* _PROBLEM STATEMENT_: Please set down each entry exactly, omitting any picture it holds.

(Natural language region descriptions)
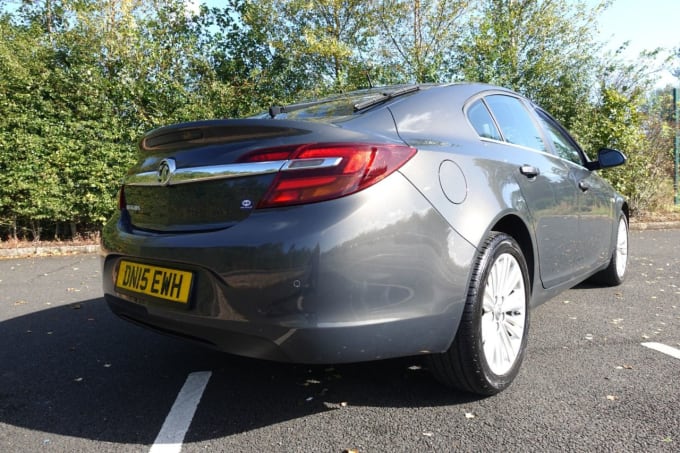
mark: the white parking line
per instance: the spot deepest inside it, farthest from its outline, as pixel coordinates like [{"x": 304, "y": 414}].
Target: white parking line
[
  {"x": 176, "y": 424},
  {"x": 663, "y": 348}
]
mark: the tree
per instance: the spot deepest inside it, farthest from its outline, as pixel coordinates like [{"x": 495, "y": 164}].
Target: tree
[
  {"x": 420, "y": 38},
  {"x": 542, "y": 48}
]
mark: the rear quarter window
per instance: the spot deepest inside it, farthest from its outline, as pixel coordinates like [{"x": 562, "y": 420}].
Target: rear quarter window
[{"x": 481, "y": 120}]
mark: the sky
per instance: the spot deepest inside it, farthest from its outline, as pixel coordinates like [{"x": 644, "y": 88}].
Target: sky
[{"x": 645, "y": 24}]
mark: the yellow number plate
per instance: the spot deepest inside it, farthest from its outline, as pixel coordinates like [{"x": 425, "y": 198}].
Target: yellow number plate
[{"x": 169, "y": 284}]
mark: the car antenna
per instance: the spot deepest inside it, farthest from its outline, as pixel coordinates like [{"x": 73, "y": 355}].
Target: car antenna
[{"x": 368, "y": 77}]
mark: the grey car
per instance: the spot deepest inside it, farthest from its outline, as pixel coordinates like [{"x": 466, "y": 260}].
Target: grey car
[{"x": 409, "y": 220}]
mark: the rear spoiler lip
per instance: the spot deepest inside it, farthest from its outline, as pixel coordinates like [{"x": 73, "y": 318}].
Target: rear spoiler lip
[{"x": 205, "y": 133}]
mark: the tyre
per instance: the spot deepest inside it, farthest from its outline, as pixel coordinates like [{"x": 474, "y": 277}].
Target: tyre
[
  {"x": 489, "y": 346},
  {"x": 615, "y": 273}
]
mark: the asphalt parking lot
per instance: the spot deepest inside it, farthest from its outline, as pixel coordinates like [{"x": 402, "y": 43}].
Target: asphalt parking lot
[{"x": 75, "y": 378}]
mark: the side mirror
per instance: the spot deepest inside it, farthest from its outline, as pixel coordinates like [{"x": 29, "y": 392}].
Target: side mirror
[{"x": 607, "y": 158}]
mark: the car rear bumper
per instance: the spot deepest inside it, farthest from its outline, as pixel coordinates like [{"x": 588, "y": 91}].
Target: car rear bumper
[{"x": 349, "y": 280}]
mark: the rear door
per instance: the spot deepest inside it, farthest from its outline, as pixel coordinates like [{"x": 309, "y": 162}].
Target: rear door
[
  {"x": 548, "y": 187},
  {"x": 595, "y": 203}
]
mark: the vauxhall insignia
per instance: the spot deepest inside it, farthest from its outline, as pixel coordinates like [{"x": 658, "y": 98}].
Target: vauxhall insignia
[{"x": 165, "y": 171}]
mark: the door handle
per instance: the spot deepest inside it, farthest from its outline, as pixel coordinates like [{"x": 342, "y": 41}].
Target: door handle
[{"x": 529, "y": 171}]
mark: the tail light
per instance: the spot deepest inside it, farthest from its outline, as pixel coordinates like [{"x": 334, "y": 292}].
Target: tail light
[{"x": 326, "y": 171}]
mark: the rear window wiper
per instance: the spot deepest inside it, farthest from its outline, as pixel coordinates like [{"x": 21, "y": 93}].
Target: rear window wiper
[
  {"x": 385, "y": 97},
  {"x": 279, "y": 109}
]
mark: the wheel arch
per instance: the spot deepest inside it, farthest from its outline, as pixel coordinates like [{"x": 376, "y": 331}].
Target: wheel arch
[{"x": 514, "y": 226}]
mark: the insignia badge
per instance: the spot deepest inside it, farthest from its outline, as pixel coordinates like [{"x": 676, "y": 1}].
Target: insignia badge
[{"x": 166, "y": 170}]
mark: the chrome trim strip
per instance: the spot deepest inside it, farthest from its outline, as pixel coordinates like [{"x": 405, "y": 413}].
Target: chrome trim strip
[{"x": 197, "y": 174}]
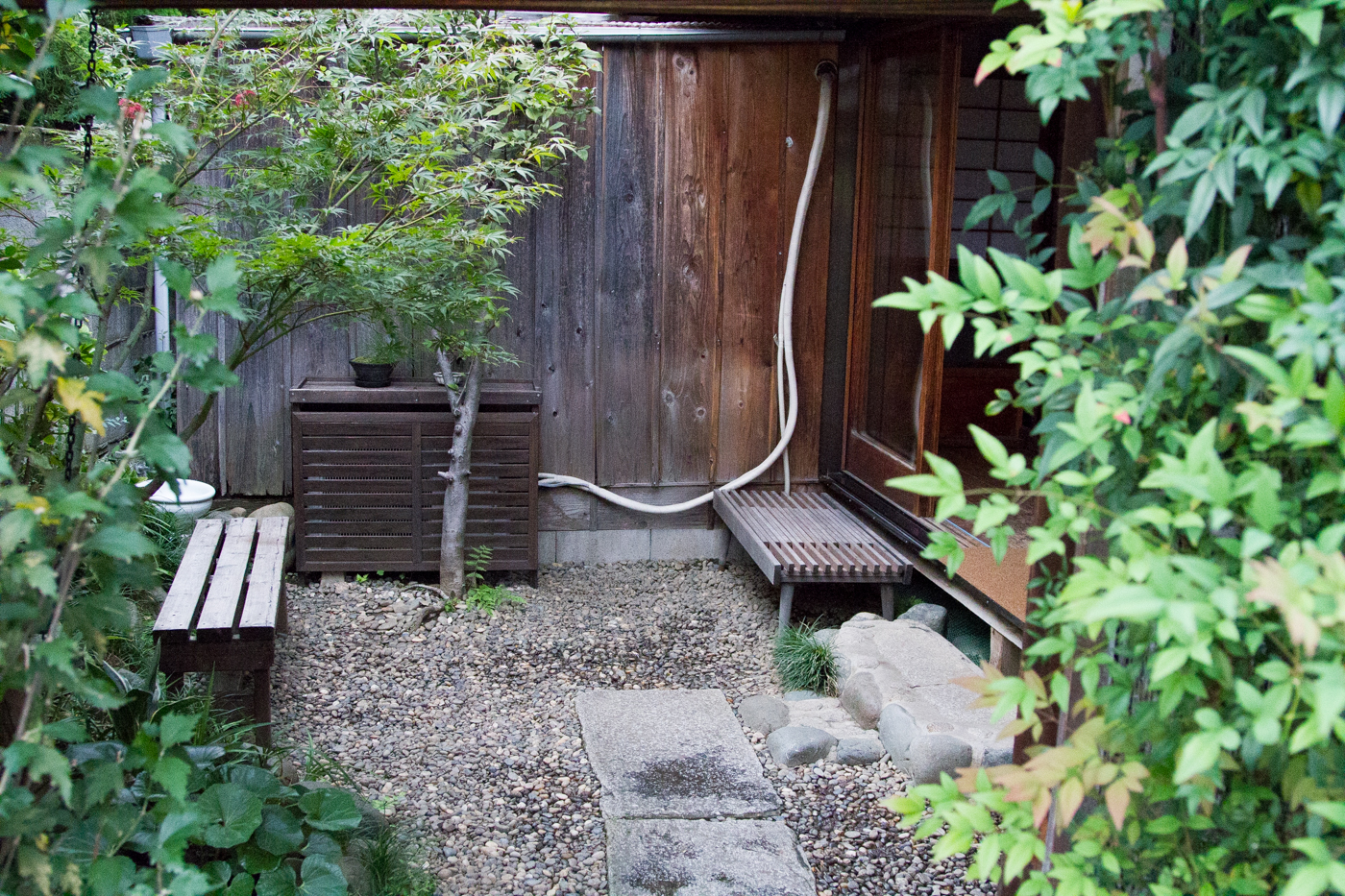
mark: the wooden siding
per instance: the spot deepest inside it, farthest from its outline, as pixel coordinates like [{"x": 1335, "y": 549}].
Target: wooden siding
[{"x": 648, "y": 292}]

* _REPLY_:
mark: the white parking line
per instance: the spot deepest inside it, farthest from its outline, as pixel coordinates like [{"x": 304, "y": 414}].
Target: white parking line
[
  {"x": 176, "y": 424},
  {"x": 663, "y": 348}
]
mark: the tree
per instance: the spot deepest inside it, farthest from its outline, as pixel coordinates like [{"x": 495, "y": 164}].
Target: tree
[
  {"x": 420, "y": 38},
  {"x": 542, "y": 48}
]
mark: the rear quarter window
per instance: the spot deepest inside it, farthest from its outline, as pixel coordinates like [{"x": 562, "y": 420}].
Target: rear quarter window
[{"x": 481, "y": 120}]
mark: the sky
per instance: the spot deepest inside it, farthest from its outline, as pixel coordinates like [{"x": 644, "y": 88}].
Target: sky
[{"x": 645, "y": 24}]
mark: the yellow number plate
per instance: the spot deepest inside it, farthest from its outline, as pixel coordinates like [{"x": 425, "y": 198}].
Target: yellow number plate
[{"x": 169, "y": 284}]
mark: the car antenna
per instance: the spot deepest inside it, farthest from its outline, as pixel coordinates like [{"x": 73, "y": 355}].
Target: car antenna
[{"x": 368, "y": 77}]
mark: the grey car
per instance: the spot deepest inside it, farthest from its outline, as pixel coordinates like [{"x": 466, "y": 260}].
Target: grey car
[{"x": 409, "y": 220}]
mark: the rear spoiler lip
per instance: the spot deepest inside it, farthest from its outline, as pixel coordinates like [{"x": 73, "y": 318}].
Target: rear spoiler lip
[{"x": 205, "y": 133}]
mark: the tyre
per instance: the spot deepest inside it, farthest from its outline, as pixel coordinates like [{"x": 474, "y": 277}].
Target: tyre
[
  {"x": 489, "y": 346},
  {"x": 615, "y": 273}
]
mark: the asphalt parking lot
per instance: the spot deepest inside it, farthest from its outline, as pixel coordinates like [{"x": 402, "y": 43}].
Target: asphalt parking lot
[{"x": 75, "y": 378}]
mark: the side mirror
per instance: the spot deepest inside it, farthest from its outline, as pixel coordinates like [{"x": 29, "y": 392}].
Target: side mirror
[{"x": 607, "y": 158}]
mark: the car rear bumper
per instance: the spot deepest inside it, farthest from its outline, as pixel coordinates like [{"x": 588, "y": 91}].
Target: car rear bumper
[{"x": 349, "y": 280}]
mark: the rear door
per instance: the spot deepest inside it, farthest from its outline, as pixel coordinates like [{"x": 309, "y": 162}].
Target: rear door
[
  {"x": 548, "y": 187},
  {"x": 595, "y": 203}
]
mark: the vauxhall insignia
per instance: the spot deepest inside it, farthest from its outline, as pixel coordinates like [{"x": 658, "y": 98}].
Target: vauxhall insignia
[{"x": 165, "y": 171}]
mark: the door handle
per instance: the spot deepest inside it, farthest from its outline, as pixel coordinates like [{"x": 342, "y": 41}].
Target: door handle
[{"x": 529, "y": 171}]
mark: the tail light
per instance: the spot deepest inside it, farthest from its outline, as pixel coordinates like [{"x": 334, "y": 292}].
Target: tail light
[{"x": 326, "y": 171}]
mark: the rear window wiper
per instance: the spot deepest inside it, farthest from its outline, as pixel coordinates like [{"x": 21, "y": 93}].
Target: rear window wiper
[
  {"x": 385, "y": 97},
  {"x": 279, "y": 109}
]
mark: the wheel arch
per instance: the spot deepest inside it, farthest from its outline, as pixel coordinates like [{"x": 376, "y": 331}].
Target: wheel arch
[{"x": 514, "y": 226}]
mark: the insignia badge
per instance: the spot deepest inside it, farthest from its outline, as pixel coordinates like [{"x": 676, "y": 1}].
Target: insignia badge
[{"x": 166, "y": 170}]
mark: the chrome trim strip
per instance: the spot deepest inside it, farthest from its outline, as pixel coordinates like [{"x": 405, "y": 413}].
Target: chrome trim strip
[{"x": 197, "y": 174}]
mark: the wooden siding
per instance: the spot deepest inside it, farthest from its outline, as pixel coordinates like [{"x": 1335, "y": 549}].
Target: wooden siding
[{"x": 648, "y": 292}]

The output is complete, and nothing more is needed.